■ SET EXERCISE ■
Please update the rows below by replacing "bird in water" with "swimming bird" and leaving everything else unchanged.

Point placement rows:
•••

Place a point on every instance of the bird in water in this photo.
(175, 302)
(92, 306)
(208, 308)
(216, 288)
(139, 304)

•••

■ THE ANSWER ■
Place a point on every instance of the swimming bird in this photo.
(175, 302)
(92, 306)
(208, 308)
(216, 288)
(139, 304)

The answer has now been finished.